**Assignment:** The records below should be written out again, exactly.
(Supplied records Opens)
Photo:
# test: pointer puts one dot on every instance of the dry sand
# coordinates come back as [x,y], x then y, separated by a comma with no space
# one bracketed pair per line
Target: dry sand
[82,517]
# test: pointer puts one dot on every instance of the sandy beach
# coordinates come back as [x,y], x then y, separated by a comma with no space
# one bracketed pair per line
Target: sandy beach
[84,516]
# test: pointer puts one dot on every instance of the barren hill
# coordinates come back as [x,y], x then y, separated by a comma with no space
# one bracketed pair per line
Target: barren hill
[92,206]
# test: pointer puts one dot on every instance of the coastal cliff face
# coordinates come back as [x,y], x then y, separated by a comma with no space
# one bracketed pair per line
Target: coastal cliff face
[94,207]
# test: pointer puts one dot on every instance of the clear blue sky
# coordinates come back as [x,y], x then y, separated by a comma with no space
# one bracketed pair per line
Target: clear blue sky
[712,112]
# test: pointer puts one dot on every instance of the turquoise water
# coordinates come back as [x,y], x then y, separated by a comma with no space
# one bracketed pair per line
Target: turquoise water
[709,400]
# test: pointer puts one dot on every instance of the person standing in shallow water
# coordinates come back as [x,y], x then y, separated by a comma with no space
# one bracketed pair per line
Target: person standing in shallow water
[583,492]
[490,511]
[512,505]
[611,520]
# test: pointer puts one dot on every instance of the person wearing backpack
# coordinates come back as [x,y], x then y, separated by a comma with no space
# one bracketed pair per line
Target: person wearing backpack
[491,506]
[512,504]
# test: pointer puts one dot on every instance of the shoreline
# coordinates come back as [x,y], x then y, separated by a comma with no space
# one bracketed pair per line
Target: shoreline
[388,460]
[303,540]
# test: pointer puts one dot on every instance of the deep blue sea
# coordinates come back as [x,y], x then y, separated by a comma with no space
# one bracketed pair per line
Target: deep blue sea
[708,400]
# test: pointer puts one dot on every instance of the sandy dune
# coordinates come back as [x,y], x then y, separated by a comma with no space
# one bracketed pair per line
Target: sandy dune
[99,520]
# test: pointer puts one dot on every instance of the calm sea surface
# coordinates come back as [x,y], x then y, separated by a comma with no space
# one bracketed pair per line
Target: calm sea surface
(Supplied records Closes)
**Expected output:**
Photo:
# test: pointer puts one dot on every instance of the dry sand
# coordinates come back as [x,y], x then y, separated by a comma with no space
# one bracketed pair per line
Target: dry sand
[82,517]
# test: pointer puts one dot on every instance of the sandy beach
# coordinates come back as [x,y], x then y, separated by a comma with no space
# one bracketed pair per line
Target: sandy beach
[84,516]
# test: pointer puts one dot on every instance of the barren hill
# coordinates come back as [x,y], x then y, separated by a comma with no space
# one bracketed pair per line
Target: barren hill
[92,206]
# test: pointer puts one dot on every instance of the coastal cliff face
# coordinates come back as [x,y], x then y, separated by a comma with no space
# one bracketed pair per line
Target: coastal cliff face
[94,207]
# test: pointer puts one dot on every instance of the clear blue sky
# coordinates come back as [x,y], x then y, separated by a comma with no space
# one bracketed pair per line
Target: clear blue sky
[712,112]
# test: pointer puts one dot on every instance of the turquoise water
# coordinates come back as [x,y], x then y, separated by a comma with no space
# one bracketed pair per line
Target: turquoise water
[709,400]
# test: pointer puts one dot on every instance of the person standing in shallow water
# coordinates come back as [x,y], x then y, separated by a comma with no space
# one bracketed pair per line
Target: person standing in shallow water
[583,492]
[490,511]
[512,505]
[611,520]
# test: pointer puts one dot on every instance of the person wearing backpack
# coordinates come back as [x,y], x then y, separated by a comma with no space
# one bracketed pair per line
Target: person wearing backpack
[491,506]
[512,504]
# test: pointer puts one dot on every instance of the shoreline
# coordinates come back as [x,y], x then y, separated by a comma with no space
# one bracketed pair per line
Target: shoreline
[388,460]
[303,540]
# test: pointer puts one dot on every instance of the deep blue sea
# coordinates come back as [x,y], x then y, separated by a comma with no space
# one bracketed pair per line
Target: deep blue sea
[708,400]
# test: pointer puts one dot on every instance of the sandy dune
# coordinates come back as [x,y], x then y, separated by a comma with no space
# one bracketed pair per line
Target: sandy dune
[99,520]
# test: pointer puts one dot on every instance of the calm sea surface
# coordinates come back as [x,y], x then y, separated by a comma with no space
# one bracketed pair per line
Target: calm sea surface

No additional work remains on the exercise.